(Excerpts from a detection dataset)
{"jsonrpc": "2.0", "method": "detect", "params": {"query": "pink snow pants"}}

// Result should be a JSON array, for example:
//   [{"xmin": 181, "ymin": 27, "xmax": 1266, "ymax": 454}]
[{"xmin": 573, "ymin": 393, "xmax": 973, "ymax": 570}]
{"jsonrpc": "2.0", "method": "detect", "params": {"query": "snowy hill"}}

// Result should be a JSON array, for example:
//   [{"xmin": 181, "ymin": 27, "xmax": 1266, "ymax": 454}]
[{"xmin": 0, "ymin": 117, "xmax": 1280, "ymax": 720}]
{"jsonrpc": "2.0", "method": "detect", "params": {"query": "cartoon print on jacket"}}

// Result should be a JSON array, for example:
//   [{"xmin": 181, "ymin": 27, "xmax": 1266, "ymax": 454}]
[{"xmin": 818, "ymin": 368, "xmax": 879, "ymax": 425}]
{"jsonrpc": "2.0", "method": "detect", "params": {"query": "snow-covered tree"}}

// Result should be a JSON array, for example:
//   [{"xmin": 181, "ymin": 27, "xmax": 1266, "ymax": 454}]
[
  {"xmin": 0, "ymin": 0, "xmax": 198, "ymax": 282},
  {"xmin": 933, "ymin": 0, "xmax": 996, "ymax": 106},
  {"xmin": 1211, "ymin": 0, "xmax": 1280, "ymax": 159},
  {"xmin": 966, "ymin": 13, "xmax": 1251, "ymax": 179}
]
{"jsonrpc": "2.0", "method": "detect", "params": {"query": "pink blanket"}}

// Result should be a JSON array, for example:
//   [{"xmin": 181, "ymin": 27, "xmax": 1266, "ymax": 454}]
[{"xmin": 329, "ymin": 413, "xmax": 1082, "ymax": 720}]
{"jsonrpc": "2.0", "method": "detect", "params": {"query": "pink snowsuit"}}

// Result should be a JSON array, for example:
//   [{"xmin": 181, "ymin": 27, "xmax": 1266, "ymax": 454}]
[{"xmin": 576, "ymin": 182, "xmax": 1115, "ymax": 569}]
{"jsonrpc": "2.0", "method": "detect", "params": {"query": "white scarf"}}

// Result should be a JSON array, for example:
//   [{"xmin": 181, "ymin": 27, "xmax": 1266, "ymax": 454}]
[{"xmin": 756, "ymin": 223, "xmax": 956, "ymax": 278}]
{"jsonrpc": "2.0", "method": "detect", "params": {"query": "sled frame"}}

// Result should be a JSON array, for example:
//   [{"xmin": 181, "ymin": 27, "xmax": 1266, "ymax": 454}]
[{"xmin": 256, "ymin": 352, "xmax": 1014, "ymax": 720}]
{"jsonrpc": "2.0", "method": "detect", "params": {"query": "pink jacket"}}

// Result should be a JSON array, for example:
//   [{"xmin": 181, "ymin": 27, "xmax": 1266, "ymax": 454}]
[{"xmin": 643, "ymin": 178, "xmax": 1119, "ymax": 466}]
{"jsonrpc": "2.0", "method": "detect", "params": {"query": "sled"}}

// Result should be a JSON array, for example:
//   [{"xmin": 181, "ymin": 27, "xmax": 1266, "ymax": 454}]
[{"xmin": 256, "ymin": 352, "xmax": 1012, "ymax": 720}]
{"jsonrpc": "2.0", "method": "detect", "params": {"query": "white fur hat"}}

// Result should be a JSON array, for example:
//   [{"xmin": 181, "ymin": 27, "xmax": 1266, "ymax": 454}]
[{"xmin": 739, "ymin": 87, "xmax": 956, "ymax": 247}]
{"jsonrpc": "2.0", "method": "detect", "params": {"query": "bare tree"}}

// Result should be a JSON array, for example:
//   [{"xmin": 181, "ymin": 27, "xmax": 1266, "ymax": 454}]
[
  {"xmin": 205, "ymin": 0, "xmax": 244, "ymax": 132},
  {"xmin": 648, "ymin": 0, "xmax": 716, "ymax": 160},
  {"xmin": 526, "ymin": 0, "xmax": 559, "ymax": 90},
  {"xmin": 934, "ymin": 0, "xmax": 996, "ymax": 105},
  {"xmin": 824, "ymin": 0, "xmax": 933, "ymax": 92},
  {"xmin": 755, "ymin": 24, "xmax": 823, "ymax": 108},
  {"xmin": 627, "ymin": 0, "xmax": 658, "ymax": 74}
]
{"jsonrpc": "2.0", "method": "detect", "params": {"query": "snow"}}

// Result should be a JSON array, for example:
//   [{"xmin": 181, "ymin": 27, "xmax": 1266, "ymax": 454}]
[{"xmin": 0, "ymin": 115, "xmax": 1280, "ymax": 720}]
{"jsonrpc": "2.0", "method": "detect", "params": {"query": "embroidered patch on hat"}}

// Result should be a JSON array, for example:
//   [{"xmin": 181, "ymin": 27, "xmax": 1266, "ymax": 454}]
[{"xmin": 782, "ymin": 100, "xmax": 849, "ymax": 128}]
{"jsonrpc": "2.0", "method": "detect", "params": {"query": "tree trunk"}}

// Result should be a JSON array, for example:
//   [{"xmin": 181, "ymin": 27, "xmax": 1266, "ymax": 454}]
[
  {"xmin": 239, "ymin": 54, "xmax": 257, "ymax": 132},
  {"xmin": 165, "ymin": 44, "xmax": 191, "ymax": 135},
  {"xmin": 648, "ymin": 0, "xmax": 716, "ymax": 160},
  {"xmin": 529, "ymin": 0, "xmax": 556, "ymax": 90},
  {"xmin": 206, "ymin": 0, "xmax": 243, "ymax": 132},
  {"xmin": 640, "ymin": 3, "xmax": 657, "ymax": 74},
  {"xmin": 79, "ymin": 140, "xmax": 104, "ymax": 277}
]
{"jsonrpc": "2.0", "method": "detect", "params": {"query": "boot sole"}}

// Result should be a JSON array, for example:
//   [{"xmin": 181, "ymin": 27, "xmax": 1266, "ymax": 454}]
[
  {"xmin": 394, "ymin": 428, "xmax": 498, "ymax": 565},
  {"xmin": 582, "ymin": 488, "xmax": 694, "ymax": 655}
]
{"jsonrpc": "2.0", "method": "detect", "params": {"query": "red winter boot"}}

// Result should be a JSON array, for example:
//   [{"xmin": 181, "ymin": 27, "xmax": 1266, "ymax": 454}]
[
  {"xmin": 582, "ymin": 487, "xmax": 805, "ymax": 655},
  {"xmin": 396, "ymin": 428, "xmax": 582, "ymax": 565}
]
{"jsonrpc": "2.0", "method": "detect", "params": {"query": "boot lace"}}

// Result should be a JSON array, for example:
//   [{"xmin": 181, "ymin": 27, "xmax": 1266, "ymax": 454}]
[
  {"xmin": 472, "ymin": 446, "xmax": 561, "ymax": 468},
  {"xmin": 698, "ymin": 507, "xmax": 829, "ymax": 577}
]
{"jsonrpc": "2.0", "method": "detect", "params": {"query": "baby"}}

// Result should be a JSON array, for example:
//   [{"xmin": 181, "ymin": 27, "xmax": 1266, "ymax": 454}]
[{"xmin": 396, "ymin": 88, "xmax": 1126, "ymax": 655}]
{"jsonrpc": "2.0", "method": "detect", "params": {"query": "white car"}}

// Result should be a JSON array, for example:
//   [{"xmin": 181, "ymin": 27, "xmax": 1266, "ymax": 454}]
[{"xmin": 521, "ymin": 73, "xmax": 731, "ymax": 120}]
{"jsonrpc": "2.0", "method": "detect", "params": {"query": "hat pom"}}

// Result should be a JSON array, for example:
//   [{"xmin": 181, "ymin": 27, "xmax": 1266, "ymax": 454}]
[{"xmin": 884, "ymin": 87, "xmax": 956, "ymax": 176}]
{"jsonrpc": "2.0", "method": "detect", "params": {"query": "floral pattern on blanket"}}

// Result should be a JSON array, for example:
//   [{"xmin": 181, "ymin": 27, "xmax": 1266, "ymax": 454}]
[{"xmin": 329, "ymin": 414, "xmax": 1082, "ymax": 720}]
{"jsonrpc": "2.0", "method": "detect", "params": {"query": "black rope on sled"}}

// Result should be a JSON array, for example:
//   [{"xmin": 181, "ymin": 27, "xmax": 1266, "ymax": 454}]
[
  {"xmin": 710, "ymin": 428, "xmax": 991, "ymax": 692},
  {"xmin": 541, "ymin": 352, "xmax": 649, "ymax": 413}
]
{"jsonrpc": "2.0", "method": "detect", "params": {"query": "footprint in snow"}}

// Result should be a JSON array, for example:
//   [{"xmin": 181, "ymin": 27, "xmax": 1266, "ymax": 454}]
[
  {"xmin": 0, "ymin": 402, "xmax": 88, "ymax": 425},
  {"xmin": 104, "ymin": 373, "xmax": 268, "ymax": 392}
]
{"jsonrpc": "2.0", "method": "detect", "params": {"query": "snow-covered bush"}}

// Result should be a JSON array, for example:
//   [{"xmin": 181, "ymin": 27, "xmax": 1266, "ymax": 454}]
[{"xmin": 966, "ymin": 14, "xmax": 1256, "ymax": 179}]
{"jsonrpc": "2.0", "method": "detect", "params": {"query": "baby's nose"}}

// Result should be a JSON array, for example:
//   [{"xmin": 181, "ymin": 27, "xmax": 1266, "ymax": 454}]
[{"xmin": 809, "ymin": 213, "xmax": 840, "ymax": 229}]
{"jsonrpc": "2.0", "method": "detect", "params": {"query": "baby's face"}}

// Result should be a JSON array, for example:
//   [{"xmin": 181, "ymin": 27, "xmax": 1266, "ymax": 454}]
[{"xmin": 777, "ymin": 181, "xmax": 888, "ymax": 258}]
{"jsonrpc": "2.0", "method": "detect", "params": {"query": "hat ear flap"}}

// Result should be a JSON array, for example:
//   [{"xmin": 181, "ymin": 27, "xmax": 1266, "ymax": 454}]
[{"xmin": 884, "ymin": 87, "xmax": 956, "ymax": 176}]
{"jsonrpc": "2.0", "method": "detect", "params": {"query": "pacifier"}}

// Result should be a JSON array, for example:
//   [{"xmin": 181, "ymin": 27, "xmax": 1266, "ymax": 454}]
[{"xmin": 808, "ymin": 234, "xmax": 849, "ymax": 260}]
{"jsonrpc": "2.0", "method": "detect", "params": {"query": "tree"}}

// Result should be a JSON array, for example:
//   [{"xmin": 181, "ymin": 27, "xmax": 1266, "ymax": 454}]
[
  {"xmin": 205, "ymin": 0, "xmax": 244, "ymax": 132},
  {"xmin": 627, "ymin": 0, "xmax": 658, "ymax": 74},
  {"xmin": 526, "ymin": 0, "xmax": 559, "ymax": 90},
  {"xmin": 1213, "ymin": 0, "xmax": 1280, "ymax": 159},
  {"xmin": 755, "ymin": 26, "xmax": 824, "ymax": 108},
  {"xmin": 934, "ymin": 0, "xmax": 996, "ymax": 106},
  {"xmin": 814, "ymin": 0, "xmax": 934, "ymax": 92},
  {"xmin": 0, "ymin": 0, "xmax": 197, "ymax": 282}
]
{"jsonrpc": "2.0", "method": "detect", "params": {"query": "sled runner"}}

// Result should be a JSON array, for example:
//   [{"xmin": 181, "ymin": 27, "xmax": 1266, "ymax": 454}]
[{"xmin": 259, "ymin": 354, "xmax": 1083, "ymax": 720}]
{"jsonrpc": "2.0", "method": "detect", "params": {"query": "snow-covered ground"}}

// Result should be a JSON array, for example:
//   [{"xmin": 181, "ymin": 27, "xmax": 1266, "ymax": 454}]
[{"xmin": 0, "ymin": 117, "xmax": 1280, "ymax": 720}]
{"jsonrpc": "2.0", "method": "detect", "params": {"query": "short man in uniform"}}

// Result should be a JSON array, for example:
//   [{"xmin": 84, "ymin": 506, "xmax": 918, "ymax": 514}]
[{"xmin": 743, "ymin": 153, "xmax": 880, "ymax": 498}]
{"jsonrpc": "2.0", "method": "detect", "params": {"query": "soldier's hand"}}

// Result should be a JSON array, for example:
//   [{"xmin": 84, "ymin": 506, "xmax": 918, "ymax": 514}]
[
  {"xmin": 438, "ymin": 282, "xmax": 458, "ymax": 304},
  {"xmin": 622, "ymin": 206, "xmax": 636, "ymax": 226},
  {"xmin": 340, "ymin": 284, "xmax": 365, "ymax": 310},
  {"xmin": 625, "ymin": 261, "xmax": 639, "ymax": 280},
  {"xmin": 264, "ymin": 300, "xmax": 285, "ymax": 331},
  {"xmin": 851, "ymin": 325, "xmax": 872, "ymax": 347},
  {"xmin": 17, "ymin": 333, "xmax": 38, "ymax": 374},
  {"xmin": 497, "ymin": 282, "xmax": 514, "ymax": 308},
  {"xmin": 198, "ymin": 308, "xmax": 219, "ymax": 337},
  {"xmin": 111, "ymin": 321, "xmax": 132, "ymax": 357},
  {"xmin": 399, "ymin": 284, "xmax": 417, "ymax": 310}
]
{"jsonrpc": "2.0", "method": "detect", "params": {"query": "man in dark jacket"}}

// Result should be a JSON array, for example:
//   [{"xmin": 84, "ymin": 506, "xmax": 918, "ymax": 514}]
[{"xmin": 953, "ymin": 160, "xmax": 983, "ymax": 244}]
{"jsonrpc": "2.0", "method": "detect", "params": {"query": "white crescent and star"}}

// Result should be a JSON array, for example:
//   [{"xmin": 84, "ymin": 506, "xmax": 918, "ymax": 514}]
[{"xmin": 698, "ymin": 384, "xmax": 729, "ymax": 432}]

● **Work required**
Return every line of the records above that contains the string "blanket", treating uppercase and lowercase as distinct.

● **Exercise output**
{"jsonrpc": "2.0", "method": "detect", "params": {"query": "pink blanket"}}
{"jsonrpc": "2.0", "method": "detect", "params": {"query": "floral pattern on blanket"}}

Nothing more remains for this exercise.